* [PASSAGE PROVIDED]:

For example, a source text of a source-translation pair can be “cheap rental cars Miami” . The source text can be tokenized into [ “_cheap” , “_rental” , “_cars” , “_Mi” , “ami” , “</s>] and then converted to a list of identifiers [8174, 6509, 6984, 602, 5943, 2] . “_” can represent a word boundary, “<s>” can indicate the beginning of a sentence in source text, and “</s>” can indicate the end of a sentence in a target text of the source-translation pair. Infrequent words, such as “Miami,” can be split up into subwords.

The training data 102 can include a length constraint for training a machine learning model to consider length when translating. For example, the source-translation pairs can be formatted as follows: (source, length_constraint) -> translation. The length constraint can correspond to an actual length constraint, such as a predetermined length limit included with the training data 102, or a pseudo length constraint, such as the length of the target text in the source-translation pair. The length constraint can be represented numerically and can limit the number of characters, words, or phrases, as examples. For example, for training data 102 including the source-translation pair: “Nice to meet you!” -> “很高兴见到你!” , the pseudo length constraint can be 7, indicated by the 6 Chinese characters and 1 exclamation mark. Here, the source-translation pair can be formatted as (“Nice to meet you!” , 7) -> “很高兴见到你!”. In another example, for training data 102 including the source-translation pair: “Hello” -> “你好” , the pseudo length constraint can be 2, indicated by the 2 Chinese characters. Here, the source-translation pair can be formatted as ( “Hello” , 2) -> “你好”.

* [BRIEF 1]:
In the passage on length-constrained translation, what does the "_" symbol represent?
* [BRIEF 2]:
Carry the passage on length-constrained translation forward from its final sentence.

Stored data
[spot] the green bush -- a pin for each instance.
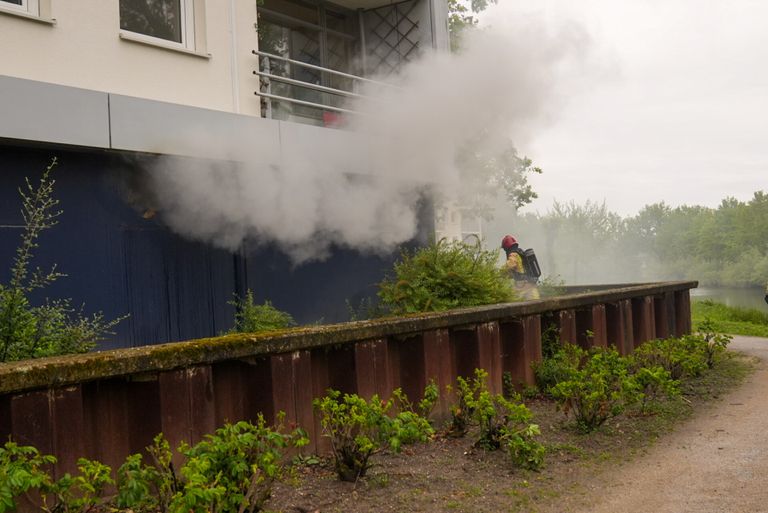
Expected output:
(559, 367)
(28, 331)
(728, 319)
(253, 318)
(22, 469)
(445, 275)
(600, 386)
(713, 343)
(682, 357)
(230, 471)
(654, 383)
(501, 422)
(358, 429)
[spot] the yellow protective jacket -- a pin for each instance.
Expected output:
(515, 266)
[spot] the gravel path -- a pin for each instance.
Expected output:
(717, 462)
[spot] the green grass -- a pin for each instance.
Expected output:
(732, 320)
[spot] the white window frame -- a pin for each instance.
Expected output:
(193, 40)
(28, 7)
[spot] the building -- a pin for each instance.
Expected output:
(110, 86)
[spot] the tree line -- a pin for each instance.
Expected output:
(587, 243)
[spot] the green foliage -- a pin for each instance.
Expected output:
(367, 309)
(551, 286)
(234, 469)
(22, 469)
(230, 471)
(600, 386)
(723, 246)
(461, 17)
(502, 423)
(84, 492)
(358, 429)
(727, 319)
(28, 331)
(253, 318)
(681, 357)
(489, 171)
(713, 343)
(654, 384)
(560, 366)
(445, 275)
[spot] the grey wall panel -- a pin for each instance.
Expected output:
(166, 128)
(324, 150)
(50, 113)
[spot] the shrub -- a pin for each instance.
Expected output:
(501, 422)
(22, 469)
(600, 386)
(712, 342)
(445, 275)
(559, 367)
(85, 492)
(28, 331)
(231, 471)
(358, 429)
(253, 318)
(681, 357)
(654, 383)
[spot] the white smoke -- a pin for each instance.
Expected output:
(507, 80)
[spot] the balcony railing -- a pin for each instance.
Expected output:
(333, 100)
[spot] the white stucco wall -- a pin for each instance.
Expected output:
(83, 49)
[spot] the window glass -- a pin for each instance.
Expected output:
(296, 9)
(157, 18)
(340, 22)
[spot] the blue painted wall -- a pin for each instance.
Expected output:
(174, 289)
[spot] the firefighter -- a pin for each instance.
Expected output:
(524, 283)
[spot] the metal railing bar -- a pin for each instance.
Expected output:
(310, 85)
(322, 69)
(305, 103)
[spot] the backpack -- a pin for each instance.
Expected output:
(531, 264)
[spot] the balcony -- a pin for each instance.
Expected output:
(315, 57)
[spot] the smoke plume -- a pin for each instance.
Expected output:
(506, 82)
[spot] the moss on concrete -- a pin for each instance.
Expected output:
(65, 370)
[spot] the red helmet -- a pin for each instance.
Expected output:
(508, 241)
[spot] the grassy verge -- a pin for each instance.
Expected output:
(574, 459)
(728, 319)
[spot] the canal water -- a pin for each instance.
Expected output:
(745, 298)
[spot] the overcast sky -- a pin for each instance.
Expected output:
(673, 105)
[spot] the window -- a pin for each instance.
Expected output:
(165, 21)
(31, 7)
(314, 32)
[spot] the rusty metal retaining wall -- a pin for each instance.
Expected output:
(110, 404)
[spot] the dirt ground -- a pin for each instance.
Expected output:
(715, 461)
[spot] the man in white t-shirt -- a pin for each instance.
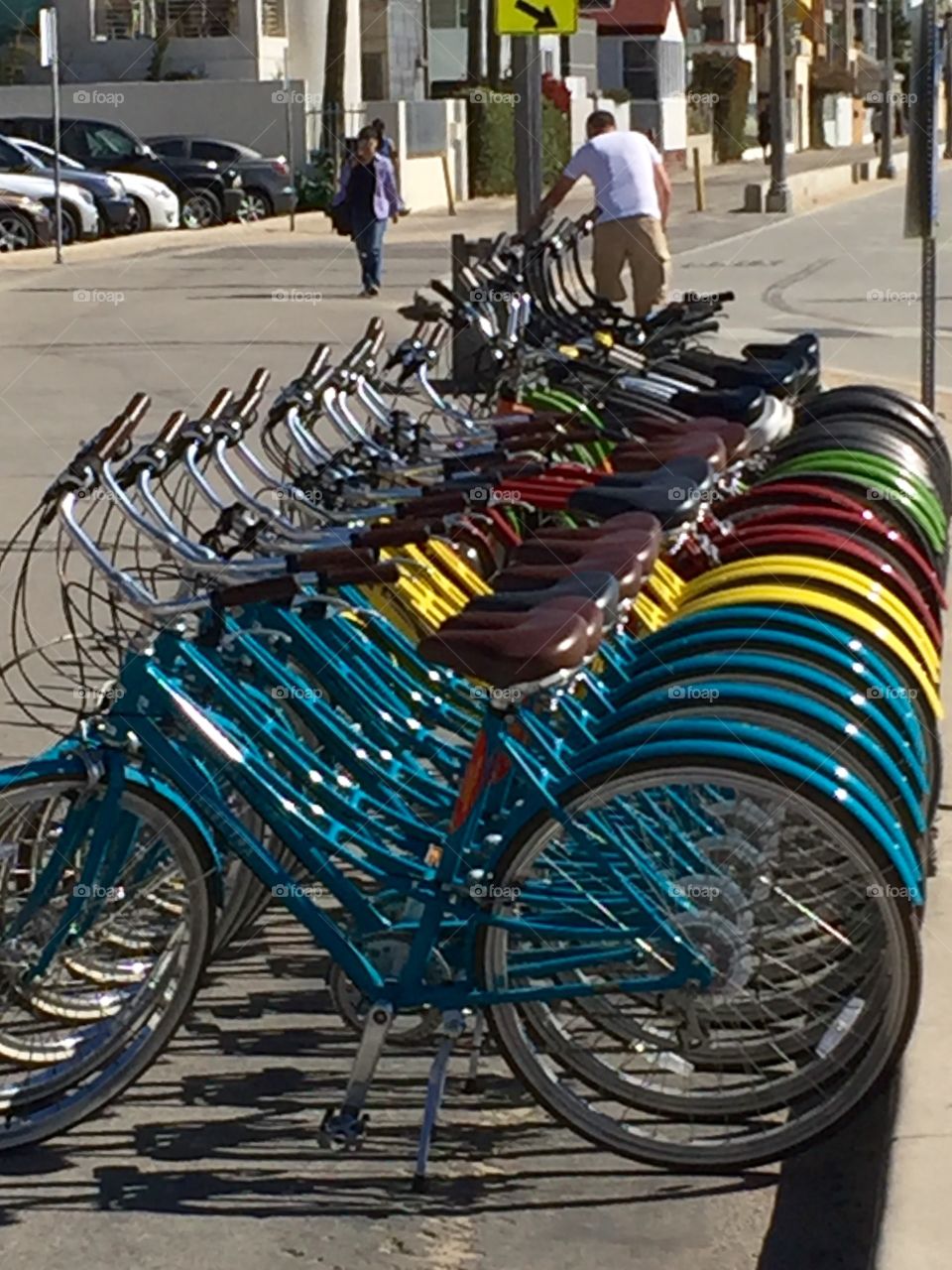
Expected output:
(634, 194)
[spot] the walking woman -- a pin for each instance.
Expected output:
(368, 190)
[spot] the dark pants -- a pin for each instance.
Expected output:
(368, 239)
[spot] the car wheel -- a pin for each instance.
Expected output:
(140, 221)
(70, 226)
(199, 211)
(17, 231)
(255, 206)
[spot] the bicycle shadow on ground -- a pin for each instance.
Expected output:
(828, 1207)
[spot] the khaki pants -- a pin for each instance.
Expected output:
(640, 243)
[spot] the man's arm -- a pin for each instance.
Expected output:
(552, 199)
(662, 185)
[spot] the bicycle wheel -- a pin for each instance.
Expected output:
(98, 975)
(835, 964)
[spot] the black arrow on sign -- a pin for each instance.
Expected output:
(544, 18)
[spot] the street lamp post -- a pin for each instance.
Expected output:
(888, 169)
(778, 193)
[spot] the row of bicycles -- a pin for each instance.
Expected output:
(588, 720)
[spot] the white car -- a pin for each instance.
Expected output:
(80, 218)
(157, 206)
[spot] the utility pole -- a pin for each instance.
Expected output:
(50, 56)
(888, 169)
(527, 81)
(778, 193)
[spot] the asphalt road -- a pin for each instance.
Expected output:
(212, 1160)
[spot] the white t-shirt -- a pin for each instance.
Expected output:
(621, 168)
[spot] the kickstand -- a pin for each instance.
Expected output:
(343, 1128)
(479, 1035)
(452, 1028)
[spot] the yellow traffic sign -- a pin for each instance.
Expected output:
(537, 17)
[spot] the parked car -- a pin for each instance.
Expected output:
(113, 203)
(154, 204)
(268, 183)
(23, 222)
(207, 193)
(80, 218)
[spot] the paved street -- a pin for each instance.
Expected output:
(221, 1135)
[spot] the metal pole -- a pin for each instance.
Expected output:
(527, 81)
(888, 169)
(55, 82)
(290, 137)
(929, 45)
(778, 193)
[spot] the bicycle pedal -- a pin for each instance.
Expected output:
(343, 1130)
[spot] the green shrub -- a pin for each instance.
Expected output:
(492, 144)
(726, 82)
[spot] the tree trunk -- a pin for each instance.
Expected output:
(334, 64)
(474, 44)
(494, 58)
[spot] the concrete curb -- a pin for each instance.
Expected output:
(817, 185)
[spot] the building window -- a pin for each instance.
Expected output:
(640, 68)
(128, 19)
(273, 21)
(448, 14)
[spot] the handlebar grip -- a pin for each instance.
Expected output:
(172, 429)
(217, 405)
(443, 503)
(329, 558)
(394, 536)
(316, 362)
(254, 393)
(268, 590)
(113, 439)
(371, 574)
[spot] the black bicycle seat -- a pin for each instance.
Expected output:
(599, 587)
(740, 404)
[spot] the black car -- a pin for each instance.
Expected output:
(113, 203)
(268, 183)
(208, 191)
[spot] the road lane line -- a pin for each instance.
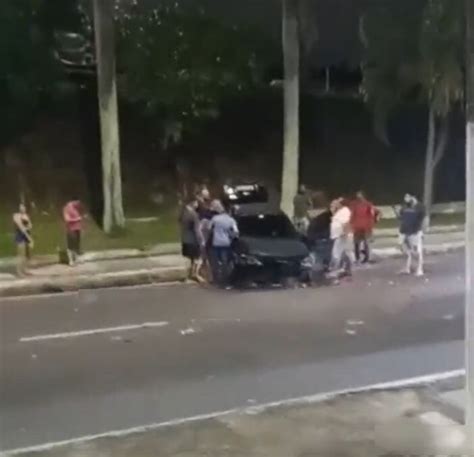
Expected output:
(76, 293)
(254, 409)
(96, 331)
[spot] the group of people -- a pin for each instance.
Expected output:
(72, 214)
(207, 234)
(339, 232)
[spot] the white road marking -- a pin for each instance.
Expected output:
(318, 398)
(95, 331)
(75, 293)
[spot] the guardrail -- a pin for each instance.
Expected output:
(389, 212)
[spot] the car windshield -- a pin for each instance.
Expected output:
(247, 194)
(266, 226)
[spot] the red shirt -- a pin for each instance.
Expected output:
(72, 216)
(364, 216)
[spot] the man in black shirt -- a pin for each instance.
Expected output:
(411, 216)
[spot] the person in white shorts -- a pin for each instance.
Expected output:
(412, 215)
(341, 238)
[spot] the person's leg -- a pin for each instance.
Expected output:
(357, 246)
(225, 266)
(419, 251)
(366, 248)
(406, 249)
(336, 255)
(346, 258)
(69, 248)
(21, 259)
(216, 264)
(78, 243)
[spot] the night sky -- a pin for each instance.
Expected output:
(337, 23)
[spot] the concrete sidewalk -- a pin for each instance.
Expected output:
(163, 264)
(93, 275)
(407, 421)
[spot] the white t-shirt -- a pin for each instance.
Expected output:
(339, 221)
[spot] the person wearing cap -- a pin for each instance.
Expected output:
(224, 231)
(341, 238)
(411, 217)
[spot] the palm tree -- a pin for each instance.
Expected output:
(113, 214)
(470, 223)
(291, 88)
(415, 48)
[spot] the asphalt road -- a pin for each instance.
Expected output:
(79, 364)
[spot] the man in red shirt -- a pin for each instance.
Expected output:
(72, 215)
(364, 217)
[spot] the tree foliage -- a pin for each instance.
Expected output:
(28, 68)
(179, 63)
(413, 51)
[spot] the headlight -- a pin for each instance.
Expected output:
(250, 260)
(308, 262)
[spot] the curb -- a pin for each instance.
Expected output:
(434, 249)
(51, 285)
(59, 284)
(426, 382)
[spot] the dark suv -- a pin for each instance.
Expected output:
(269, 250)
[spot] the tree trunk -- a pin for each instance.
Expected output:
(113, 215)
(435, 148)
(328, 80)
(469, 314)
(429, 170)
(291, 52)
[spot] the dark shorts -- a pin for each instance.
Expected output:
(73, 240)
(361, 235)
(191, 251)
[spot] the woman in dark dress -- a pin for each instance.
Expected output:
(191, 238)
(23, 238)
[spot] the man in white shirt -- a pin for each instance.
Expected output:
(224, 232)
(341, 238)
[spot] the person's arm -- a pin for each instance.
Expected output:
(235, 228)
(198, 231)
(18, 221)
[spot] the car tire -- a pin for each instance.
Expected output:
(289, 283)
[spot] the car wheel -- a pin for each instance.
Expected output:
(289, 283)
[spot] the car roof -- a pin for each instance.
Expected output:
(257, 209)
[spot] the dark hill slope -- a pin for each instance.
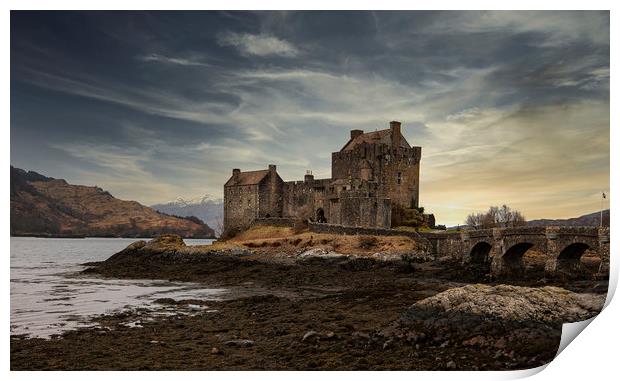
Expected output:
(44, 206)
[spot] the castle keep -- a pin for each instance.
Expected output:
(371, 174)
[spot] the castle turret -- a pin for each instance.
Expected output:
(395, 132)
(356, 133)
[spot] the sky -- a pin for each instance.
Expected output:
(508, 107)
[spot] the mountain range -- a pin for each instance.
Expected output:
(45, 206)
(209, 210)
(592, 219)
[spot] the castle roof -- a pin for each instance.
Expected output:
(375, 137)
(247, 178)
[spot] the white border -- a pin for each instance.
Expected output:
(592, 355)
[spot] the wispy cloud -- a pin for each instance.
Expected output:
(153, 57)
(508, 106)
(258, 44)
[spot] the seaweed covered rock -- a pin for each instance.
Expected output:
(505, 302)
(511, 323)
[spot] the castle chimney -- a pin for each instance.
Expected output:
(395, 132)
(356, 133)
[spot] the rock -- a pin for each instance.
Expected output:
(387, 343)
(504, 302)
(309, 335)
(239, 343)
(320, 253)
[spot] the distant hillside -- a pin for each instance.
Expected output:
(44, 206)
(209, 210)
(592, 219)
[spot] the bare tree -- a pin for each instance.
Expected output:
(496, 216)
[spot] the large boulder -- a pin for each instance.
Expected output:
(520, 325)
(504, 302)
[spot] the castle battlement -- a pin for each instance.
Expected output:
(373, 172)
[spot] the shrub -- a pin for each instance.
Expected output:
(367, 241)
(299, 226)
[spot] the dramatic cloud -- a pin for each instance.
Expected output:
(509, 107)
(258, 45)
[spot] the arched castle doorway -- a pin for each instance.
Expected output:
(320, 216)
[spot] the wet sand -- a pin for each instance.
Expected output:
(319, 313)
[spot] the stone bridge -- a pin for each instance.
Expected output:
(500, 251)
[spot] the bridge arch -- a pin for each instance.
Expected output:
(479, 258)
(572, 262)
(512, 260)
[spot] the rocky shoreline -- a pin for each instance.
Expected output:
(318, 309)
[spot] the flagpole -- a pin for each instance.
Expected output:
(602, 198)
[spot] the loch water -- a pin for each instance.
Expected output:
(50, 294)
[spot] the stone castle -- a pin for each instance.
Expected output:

* [EXERCISE RESULT 1]:
A word boundary.

* [EXERCISE RESULT 2]:
The source-translation pairs of the training data 102 can include length tokens in source text and target text to represent the length constraint. For example, the length token can be represented as “TOKxx” , where “xx” is the length constraint. The source text can include the length token before its text to be translated. The target text can include one or more length tokens after each tokenized text element of the translated text, indicating aremainder of the length constraint. As an example, the remainder can be represented numerically to indicate the number of remaining characters, words, or phrases that can be generated.

The following is an example source-translation pair of training data 102 for a machine learning model for translating from English to Spanish when the pseudo length constraint is 49:

Source_word: [ “<TOK49>” , “_He” , “_looks” , “_around” , “,” , “_seemingly” , “_un” , “sure” , “_of” , “_where” , “_he” , “_is” , “. ” , “</s>” ] .

Target_word: [ “<s>” , “_Mira” , “<TOK45>” , “_alrededor” , “<TOK35>” , “_como” , “<TOK30>” , “_si” , “TOK27>” , “_no” , “<TOK24>” , “_sup” , “<TOK20>” , “iera” , “<TOK16>” , “_donde” , “<TOK10>” , “_se” , “<TOK7>” , “_halla” , “<TOK1>” , “. ” , “<TOK0>” ] .

Since the pseudo length constraint is 49, a length token “<TOK49>” is inserted into the source text. In the target text, <TOKxx> represents the number of remaining characters that can be generated. Therefore, after output “_Mira” , the remaining characters decrease to 45, and after output “_alrededor” , the remaining characters further decrease to 35. This repeats until all tokens have been output. Since the pseudo length constraint is equal to the length of the target text, the last token in the target_word should be “<TOK0>” , indicating no characters remain.

The length constraint in the training data 102 can further include a randomness value, since forcing the machine learning model to output exactly the same length, as opposed to a length between ranges, may not maintain translation quality with such a restrictive constraint. Adding a randomness value provides the machine learning model some flexibility in generating a translation length.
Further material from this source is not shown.